GOAL: Locate every line in the material below that contains the word "embroidered", and copy each of those lines.

--- START OF DATA TO PROCESS ---

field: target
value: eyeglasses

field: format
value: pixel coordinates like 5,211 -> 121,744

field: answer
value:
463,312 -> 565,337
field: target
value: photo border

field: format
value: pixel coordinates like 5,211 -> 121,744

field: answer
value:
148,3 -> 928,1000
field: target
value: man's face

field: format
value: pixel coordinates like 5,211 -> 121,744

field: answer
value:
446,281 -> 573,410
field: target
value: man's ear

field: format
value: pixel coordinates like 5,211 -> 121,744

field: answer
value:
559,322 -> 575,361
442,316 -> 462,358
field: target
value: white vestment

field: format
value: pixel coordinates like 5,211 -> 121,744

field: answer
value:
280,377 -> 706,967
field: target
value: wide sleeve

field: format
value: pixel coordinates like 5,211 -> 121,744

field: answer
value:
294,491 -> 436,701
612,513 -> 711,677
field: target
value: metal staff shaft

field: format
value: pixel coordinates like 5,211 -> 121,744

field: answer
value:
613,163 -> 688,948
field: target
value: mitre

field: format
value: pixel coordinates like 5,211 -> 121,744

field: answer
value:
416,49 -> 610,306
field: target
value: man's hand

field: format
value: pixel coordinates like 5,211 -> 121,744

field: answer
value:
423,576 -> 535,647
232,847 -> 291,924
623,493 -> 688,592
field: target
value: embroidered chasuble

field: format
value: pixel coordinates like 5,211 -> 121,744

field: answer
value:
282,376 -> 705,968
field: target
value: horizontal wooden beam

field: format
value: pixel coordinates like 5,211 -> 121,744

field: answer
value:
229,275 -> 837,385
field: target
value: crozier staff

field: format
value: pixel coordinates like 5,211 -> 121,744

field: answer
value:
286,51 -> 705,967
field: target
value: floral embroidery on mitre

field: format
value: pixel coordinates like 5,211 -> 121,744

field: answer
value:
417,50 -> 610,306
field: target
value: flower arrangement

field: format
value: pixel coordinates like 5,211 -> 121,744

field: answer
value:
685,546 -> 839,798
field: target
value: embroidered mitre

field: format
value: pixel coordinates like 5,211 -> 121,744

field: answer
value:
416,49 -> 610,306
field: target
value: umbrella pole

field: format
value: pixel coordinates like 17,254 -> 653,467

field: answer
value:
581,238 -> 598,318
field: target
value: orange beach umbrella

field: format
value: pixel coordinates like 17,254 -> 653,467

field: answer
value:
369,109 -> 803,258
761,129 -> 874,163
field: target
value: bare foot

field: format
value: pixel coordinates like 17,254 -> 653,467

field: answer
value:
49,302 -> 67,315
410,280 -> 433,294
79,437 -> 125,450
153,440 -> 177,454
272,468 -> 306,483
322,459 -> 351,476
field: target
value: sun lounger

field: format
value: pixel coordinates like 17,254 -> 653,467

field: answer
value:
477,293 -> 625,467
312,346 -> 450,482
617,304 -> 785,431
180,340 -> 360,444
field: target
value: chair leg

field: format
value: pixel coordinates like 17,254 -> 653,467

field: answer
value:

--- END OF DATA TO PROCESS ---

FULL SOLUTION:
value: embroidered chasuble
value: embroidered mitre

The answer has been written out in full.